Dance With Your Own Stars

For many, their love of ballroom dancing - and its health benefits - was firmly entrenched before shows like “Dancing With the Stars” became a cultural phenomenon.
According to a study conducted by Dr. Hermes Ilarraza, of the National Institute of Cardiology in Mexico, ballroom dancing can give as good an aerobic workout as more conventional forms of exercise.

Ilarazza followed a group of 40 heart disease patients, all of whom committed to 30 minutes of exercise a day, five days a week, for five weeks. Half of the study’s participants got their exercise from a dance routine choreographed by a professional dancer, while the others exercised on stationary bicycles. Ilarraza found that the dance group’s exercise capacity increased by 28 percent, almost as much as the 31 percent increase for the cycling group.
A 140-pound person can burn an average of 350 calories in an hour of fast dancing such as swing, quickstep and salsa, and can burn about 200 calories with slower styles like the tango or traditional ballroom (cha-cha, foxtrot and waltz). Plus, in addition to toning your leg muscles, dancing contributes to good posture and body alignment, it works your core and upper body, encourages gentle stretching, increases your flexibility and stamina, builds up healthy bones and develops your balance.

Stored dataset items
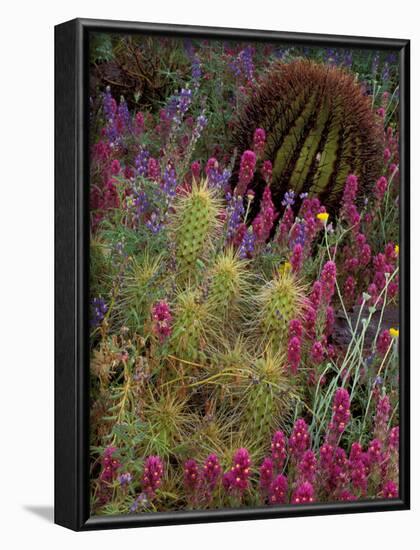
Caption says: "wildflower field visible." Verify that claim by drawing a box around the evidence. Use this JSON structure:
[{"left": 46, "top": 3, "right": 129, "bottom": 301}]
[{"left": 89, "top": 34, "right": 400, "bottom": 515}]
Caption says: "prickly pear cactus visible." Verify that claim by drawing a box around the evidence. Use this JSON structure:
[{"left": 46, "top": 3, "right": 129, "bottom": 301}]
[
  {"left": 173, "top": 181, "right": 220, "bottom": 277},
  {"left": 257, "top": 270, "right": 305, "bottom": 348},
  {"left": 208, "top": 248, "right": 249, "bottom": 319},
  {"left": 234, "top": 60, "right": 381, "bottom": 212},
  {"left": 242, "top": 349, "right": 298, "bottom": 440},
  {"left": 171, "top": 289, "right": 208, "bottom": 361}
]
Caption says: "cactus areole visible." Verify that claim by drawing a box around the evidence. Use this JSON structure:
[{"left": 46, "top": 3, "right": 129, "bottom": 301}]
[{"left": 234, "top": 60, "right": 382, "bottom": 213}]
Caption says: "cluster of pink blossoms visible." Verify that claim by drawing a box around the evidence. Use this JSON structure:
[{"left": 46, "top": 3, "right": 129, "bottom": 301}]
[
  {"left": 142, "top": 456, "right": 163, "bottom": 499},
  {"left": 152, "top": 300, "right": 172, "bottom": 342}
]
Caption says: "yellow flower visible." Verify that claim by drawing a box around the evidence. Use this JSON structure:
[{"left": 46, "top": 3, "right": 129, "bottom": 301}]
[
  {"left": 389, "top": 328, "right": 400, "bottom": 338},
  {"left": 316, "top": 212, "right": 330, "bottom": 223}
]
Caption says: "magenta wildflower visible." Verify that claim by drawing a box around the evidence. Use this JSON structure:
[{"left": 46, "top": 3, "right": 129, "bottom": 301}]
[
  {"left": 325, "top": 306, "right": 335, "bottom": 337},
  {"left": 268, "top": 474, "right": 287, "bottom": 504},
  {"left": 375, "top": 176, "right": 388, "bottom": 200},
  {"left": 329, "top": 388, "right": 351, "bottom": 438},
  {"left": 304, "top": 307, "right": 316, "bottom": 340},
  {"left": 287, "top": 336, "right": 301, "bottom": 374},
  {"left": 184, "top": 458, "right": 200, "bottom": 493},
  {"left": 271, "top": 430, "right": 287, "bottom": 471},
  {"left": 142, "top": 456, "right": 163, "bottom": 499},
  {"left": 380, "top": 481, "right": 398, "bottom": 498},
  {"left": 309, "top": 281, "right": 322, "bottom": 310},
  {"left": 310, "top": 342, "right": 324, "bottom": 365},
  {"left": 260, "top": 457, "right": 274, "bottom": 492},
  {"left": 292, "top": 481, "right": 314, "bottom": 504},
  {"left": 344, "top": 275, "right": 356, "bottom": 302},
  {"left": 375, "top": 395, "right": 391, "bottom": 441},
  {"left": 289, "top": 319, "right": 303, "bottom": 340},
  {"left": 147, "top": 157, "right": 160, "bottom": 181},
  {"left": 228, "top": 449, "right": 251, "bottom": 493},
  {"left": 367, "top": 438, "right": 383, "bottom": 464},
  {"left": 289, "top": 418, "right": 311, "bottom": 461},
  {"left": 321, "top": 260, "right": 337, "bottom": 303},
  {"left": 100, "top": 447, "right": 121, "bottom": 483},
  {"left": 203, "top": 454, "right": 222, "bottom": 491},
  {"left": 191, "top": 160, "right": 201, "bottom": 181},
  {"left": 261, "top": 160, "right": 273, "bottom": 185},
  {"left": 388, "top": 426, "right": 400, "bottom": 451},
  {"left": 376, "top": 329, "right": 392, "bottom": 357},
  {"left": 338, "top": 489, "right": 357, "bottom": 502},
  {"left": 236, "top": 150, "right": 257, "bottom": 196},
  {"left": 290, "top": 244, "right": 303, "bottom": 273},
  {"left": 152, "top": 300, "right": 172, "bottom": 342},
  {"left": 254, "top": 128, "right": 266, "bottom": 157},
  {"left": 298, "top": 449, "right": 317, "bottom": 483},
  {"left": 111, "top": 159, "right": 121, "bottom": 176}
]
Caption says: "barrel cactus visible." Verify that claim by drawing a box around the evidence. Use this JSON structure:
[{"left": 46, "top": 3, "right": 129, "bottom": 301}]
[
  {"left": 234, "top": 60, "right": 381, "bottom": 212},
  {"left": 172, "top": 181, "right": 220, "bottom": 279}
]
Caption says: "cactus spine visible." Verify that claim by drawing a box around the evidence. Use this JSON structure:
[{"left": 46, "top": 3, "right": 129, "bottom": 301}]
[
  {"left": 257, "top": 270, "right": 305, "bottom": 348},
  {"left": 173, "top": 181, "right": 220, "bottom": 278}
]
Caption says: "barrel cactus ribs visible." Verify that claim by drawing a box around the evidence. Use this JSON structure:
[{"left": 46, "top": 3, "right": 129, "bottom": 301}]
[{"left": 234, "top": 60, "right": 382, "bottom": 213}]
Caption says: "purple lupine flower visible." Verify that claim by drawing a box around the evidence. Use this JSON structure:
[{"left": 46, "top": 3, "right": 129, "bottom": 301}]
[
  {"left": 142, "top": 455, "right": 163, "bottom": 499},
  {"left": 191, "top": 55, "right": 201, "bottom": 87},
  {"left": 134, "top": 148, "right": 150, "bottom": 176},
  {"left": 146, "top": 212, "right": 162, "bottom": 235},
  {"left": 268, "top": 474, "right": 287, "bottom": 504},
  {"left": 292, "top": 481, "right": 314, "bottom": 504},
  {"left": 162, "top": 166, "right": 178, "bottom": 204},
  {"left": 289, "top": 418, "right": 311, "bottom": 462},
  {"left": 152, "top": 300, "right": 172, "bottom": 342},
  {"left": 271, "top": 430, "right": 287, "bottom": 472},
  {"left": 90, "top": 296, "right": 108, "bottom": 327}
]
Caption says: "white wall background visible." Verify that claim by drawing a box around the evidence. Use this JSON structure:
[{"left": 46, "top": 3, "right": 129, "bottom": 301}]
[{"left": 0, "top": 0, "right": 420, "bottom": 550}]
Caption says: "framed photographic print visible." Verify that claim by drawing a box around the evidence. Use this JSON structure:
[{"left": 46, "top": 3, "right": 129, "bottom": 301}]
[{"left": 55, "top": 19, "right": 410, "bottom": 530}]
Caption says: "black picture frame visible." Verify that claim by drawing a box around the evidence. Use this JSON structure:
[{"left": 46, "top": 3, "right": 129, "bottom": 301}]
[{"left": 55, "top": 19, "right": 410, "bottom": 531}]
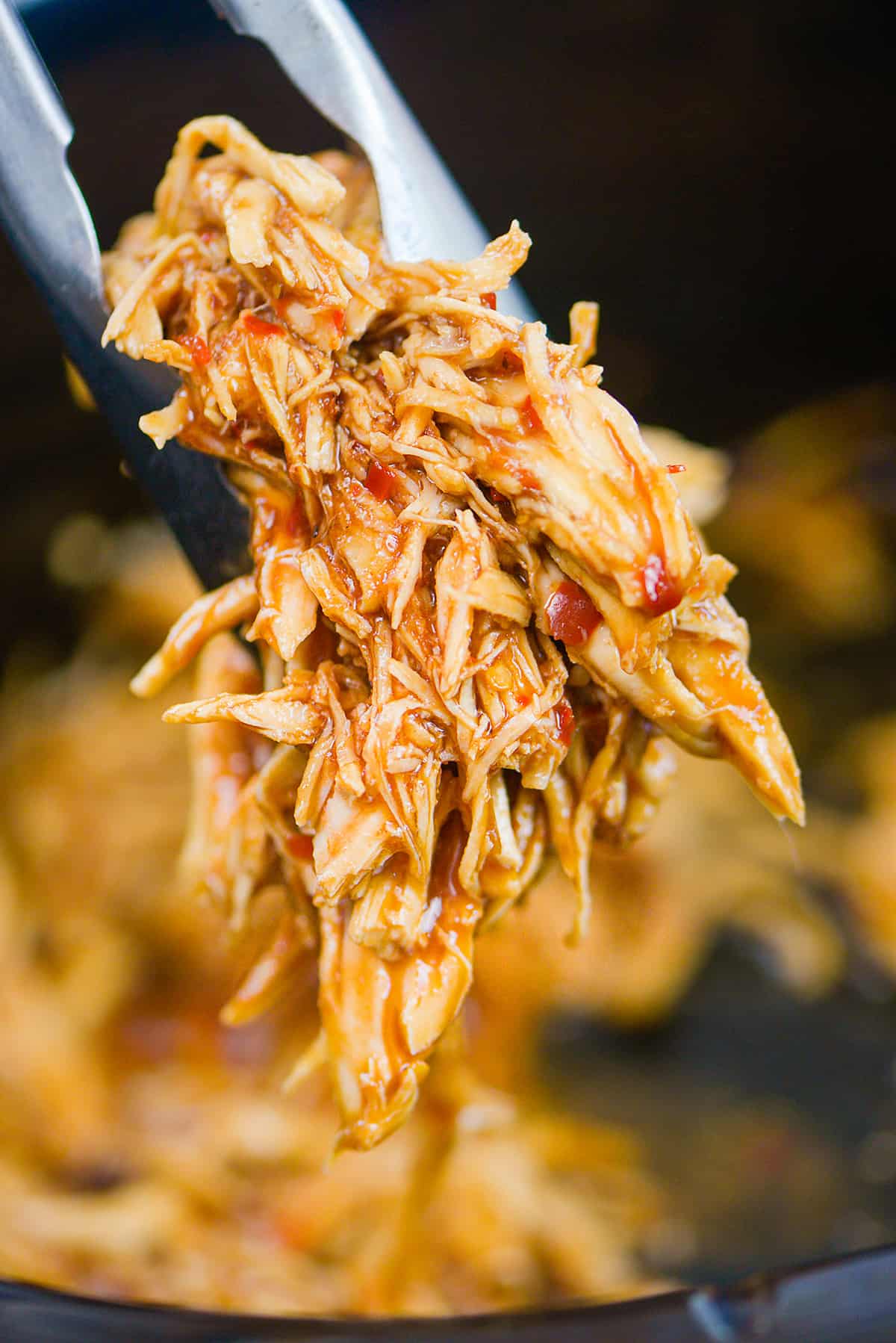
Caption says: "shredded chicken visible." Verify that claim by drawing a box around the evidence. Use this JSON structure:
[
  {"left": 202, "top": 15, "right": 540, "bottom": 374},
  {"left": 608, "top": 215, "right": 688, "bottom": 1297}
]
[{"left": 105, "top": 117, "right": 803, "bottom": 1147}]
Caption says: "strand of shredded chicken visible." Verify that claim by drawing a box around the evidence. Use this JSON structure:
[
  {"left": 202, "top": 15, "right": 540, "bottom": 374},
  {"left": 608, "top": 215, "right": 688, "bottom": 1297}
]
[{"left": 105, "top": 117, "right": 803, "bottom": 1147}]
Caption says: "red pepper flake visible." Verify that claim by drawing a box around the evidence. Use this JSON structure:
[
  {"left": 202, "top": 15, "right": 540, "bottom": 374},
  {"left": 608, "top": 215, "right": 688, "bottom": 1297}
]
[
  {"left": 177, "top": 336, "right": 211, "bottom": 368},
  {"left": 553, "top": 695, "right": 575, "bottom": 747},
  {"left": 641, "top": 555, "right": 681, "bottom": 615},
  {"left": 498, "top": 456, "right": 541, "bottom": 490},
  {"left": 498, "top": 349, "right": 523, "bottom": 375},
  {"left": 544, "top": 579, "right": 600, "bottom": 646},
  {"left": 243, "top": 313, "right": 284, "bottom": 336},
  {"left": 286, "top": 835, "right": 314, "bottom": 862},
  {"left": 520, "top": 396, "right": 543, "bottom": 434},
  {"left": 286, "top": 495, "right": 308, "bottom": 536},
  {"left": 364, "top": 458, "right": 398, "bottom": 500}
]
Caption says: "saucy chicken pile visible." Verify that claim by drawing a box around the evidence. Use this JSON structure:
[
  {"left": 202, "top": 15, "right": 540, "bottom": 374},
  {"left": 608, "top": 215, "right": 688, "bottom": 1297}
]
[{"left": 105, "top": 117, "right": 803, "bottom": 1147}]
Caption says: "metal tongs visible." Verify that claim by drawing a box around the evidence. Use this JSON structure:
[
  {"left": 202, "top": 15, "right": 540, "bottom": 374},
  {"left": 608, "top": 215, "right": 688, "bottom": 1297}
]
[{"left": 0, "top": 0, "right": 532, "bottom": 587}]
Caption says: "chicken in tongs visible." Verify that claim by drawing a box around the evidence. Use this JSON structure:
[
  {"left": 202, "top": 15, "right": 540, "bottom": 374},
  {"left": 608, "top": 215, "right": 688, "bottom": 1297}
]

DIRECTIONS
1: Set down the passage on ballroom dancing word for word, everything from "Dance With Your" down to "a cultural phenomenon.".
2: Supply the next part of the passage on ballroom dancing and its health benefits, picking up after its final sentence.

OUTPUTS FOR THE TASKS
1:
Dance With Your Own Stars

For many, their love of ballroom dancing - and its health benefits - was firmly entrenched before shows like “Dancing With the Stars” became a cultural phenomenon.

2:
Setting the physical benefits aside, dancing can also be life changing. It can lift your spirit in a way most other exercise routines cannot. If you are suffering from depression or experiencing a difficult time in your life, heading to the dance studio is one of the best things you can do for yourself.

Not only does your body begin to pump massive amounts of the feel-good hormone serotonin with each movement, the music can ease an aching soul. Dancing also reawakens a nearly forgotten sense of chivalry and graciousness that we all still secretly yearn for from time to time.
Ballroom dancing is not only ideal for the single, lonely or overweight. It can also re-ignite passion within even the longest and mundane of relationships. Just imagine, both you and your mate feeling fit, energized and a whole lot sexier… together. Now that’s worth celebrating.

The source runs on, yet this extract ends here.